> [Short task]:
Rewrite the rows from the line with "Point out every instance of the tree" up to and including the line with "Target: tree foliage", swapping "tree foliage" for "leafy canopy" and leaving everything else unchanged.

Object location annotation rows:
"""
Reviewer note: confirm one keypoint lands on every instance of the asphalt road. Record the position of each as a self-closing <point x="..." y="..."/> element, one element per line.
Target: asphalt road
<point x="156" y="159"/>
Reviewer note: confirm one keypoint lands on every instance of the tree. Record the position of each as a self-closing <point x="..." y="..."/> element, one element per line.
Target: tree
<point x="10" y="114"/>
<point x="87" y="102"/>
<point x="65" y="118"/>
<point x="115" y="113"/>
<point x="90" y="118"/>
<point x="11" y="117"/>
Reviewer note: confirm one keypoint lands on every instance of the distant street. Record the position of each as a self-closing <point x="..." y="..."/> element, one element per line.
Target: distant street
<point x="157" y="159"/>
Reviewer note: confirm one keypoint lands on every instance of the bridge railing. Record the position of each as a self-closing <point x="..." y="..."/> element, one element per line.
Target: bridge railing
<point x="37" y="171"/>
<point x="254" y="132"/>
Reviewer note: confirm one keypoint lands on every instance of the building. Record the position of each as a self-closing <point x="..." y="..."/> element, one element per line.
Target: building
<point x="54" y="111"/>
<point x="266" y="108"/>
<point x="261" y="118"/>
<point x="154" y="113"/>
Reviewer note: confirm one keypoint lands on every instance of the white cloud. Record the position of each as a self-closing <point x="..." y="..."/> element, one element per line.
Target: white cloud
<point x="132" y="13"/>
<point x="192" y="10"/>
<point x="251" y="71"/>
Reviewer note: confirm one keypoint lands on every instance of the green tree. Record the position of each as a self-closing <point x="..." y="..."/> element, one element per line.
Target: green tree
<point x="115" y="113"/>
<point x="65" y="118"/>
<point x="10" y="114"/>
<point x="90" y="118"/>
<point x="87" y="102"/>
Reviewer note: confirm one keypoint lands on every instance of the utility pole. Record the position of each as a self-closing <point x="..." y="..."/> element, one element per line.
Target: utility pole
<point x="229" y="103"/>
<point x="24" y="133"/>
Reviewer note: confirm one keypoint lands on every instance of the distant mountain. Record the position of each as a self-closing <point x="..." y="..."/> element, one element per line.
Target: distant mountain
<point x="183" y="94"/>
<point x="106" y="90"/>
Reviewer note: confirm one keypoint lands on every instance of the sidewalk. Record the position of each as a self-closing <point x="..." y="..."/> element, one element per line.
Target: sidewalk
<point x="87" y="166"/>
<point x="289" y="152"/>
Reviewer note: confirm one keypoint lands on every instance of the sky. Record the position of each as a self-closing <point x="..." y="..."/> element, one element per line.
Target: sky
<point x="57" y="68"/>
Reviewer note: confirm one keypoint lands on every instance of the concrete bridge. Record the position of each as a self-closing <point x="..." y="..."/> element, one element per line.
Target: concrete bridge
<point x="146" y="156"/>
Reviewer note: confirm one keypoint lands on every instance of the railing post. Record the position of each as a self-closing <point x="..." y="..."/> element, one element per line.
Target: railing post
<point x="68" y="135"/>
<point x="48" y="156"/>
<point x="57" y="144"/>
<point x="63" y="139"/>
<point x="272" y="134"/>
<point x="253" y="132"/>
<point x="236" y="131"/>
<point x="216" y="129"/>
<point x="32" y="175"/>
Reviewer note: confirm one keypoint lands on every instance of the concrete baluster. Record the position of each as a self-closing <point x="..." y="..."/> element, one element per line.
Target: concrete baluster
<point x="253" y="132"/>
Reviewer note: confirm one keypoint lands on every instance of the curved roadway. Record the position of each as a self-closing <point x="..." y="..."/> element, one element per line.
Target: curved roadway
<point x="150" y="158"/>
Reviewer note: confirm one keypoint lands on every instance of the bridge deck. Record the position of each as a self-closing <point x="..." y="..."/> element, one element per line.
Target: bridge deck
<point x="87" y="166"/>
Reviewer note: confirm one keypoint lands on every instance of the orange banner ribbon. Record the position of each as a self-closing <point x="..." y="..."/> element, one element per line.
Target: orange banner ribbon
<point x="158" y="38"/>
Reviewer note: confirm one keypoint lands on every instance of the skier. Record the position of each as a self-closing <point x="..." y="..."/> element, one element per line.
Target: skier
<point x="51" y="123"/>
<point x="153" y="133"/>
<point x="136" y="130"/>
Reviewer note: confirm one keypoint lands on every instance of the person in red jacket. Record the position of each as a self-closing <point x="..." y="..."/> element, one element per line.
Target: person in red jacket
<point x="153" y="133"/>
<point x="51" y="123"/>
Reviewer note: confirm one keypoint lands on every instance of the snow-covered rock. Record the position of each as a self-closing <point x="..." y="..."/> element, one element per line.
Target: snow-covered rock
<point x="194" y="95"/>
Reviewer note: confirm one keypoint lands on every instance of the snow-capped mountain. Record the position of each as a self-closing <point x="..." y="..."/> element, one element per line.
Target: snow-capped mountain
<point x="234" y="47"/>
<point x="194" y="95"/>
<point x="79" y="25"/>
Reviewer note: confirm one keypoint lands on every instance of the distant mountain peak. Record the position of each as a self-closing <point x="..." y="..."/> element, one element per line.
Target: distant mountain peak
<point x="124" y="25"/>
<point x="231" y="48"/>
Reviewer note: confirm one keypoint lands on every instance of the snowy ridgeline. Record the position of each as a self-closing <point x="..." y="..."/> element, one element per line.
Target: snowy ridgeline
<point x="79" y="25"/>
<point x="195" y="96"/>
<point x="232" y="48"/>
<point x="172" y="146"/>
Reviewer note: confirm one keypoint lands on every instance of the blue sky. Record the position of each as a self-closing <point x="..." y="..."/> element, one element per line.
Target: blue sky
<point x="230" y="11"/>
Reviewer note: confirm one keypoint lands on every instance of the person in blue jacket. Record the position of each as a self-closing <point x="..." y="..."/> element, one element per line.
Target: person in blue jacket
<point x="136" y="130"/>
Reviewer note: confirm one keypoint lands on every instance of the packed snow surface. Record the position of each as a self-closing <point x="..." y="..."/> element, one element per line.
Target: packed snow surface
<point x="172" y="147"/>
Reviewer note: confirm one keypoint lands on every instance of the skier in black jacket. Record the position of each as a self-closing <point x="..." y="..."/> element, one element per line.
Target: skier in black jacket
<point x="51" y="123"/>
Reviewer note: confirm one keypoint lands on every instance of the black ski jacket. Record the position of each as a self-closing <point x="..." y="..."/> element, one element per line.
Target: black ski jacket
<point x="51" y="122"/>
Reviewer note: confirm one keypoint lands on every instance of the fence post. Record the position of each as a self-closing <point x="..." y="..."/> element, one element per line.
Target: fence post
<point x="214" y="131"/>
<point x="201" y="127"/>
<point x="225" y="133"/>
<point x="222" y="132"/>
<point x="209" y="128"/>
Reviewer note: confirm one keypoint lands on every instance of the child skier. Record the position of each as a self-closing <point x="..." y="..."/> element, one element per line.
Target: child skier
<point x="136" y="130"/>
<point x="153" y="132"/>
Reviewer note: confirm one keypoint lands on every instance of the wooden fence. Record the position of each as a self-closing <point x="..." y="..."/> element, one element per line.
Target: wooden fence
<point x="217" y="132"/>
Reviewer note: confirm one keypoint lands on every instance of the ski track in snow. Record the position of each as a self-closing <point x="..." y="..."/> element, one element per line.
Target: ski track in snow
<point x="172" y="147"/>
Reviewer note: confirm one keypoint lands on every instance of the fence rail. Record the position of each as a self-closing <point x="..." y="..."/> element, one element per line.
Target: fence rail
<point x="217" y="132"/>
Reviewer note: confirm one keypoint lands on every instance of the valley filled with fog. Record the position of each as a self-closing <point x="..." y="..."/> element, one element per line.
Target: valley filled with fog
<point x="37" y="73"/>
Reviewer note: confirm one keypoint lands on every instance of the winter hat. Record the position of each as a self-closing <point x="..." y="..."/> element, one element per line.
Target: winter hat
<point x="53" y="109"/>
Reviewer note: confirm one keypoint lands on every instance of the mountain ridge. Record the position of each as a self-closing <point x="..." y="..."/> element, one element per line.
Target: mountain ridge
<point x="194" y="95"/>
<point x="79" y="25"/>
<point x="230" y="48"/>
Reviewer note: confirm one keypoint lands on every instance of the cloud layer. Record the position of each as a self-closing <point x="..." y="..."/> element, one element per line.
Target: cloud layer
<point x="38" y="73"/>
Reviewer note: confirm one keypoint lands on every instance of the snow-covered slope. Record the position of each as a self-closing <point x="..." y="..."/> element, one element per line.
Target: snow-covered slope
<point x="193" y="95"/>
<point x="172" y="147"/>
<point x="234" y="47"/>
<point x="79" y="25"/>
"""
"""
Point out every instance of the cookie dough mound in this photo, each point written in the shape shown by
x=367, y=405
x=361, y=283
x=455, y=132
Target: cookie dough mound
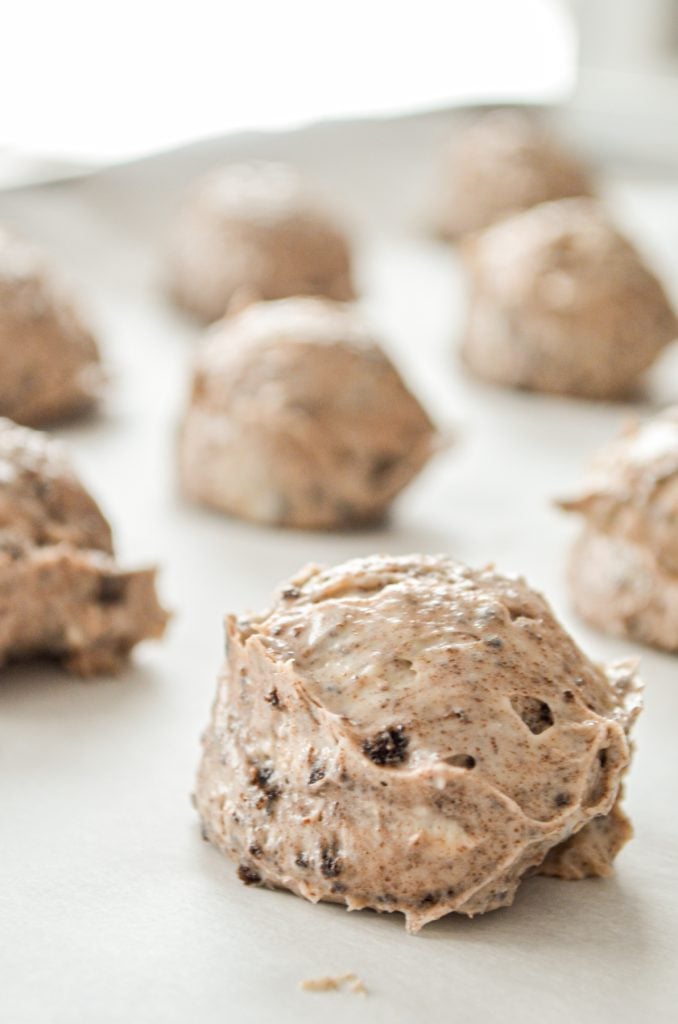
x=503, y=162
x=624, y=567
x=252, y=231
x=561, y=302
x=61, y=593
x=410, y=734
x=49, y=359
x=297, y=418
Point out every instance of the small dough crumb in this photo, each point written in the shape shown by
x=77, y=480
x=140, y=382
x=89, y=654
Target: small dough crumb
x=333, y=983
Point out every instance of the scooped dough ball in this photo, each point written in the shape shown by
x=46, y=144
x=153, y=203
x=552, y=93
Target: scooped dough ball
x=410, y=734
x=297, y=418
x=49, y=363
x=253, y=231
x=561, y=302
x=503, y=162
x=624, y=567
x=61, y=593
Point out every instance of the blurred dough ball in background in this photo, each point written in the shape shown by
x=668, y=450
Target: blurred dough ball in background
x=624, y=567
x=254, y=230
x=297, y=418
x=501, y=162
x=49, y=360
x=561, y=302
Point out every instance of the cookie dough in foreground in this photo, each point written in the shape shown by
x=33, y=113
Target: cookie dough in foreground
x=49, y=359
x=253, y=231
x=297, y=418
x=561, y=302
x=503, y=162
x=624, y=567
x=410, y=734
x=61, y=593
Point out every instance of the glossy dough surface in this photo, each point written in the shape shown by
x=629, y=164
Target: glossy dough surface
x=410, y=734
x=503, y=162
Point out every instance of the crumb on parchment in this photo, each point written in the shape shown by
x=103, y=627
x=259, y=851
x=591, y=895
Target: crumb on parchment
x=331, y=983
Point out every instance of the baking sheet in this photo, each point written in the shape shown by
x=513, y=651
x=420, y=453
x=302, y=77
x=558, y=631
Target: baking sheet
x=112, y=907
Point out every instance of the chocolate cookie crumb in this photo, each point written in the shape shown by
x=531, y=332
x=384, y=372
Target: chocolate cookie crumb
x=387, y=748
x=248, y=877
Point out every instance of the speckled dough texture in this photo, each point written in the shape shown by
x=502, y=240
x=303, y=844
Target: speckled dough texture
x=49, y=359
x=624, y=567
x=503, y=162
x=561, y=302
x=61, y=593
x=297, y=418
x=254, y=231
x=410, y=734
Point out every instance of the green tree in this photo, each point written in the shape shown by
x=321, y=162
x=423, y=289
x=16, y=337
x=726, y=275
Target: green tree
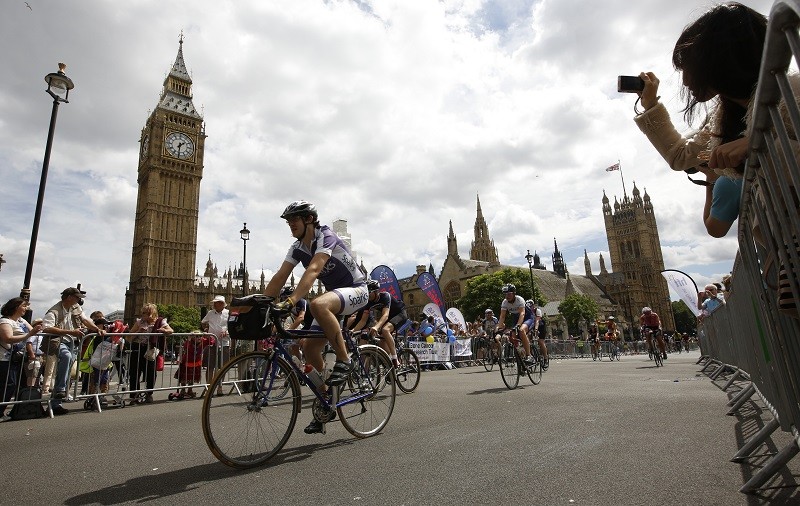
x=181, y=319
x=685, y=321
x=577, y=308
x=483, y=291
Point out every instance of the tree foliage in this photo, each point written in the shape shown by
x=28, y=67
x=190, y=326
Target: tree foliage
"""
> [Written response]:
Point out every instance of the leafy canopy in this photo, each point written in the shape shown by
x=28, y=67
x=190, y=326
Target: leafy canopy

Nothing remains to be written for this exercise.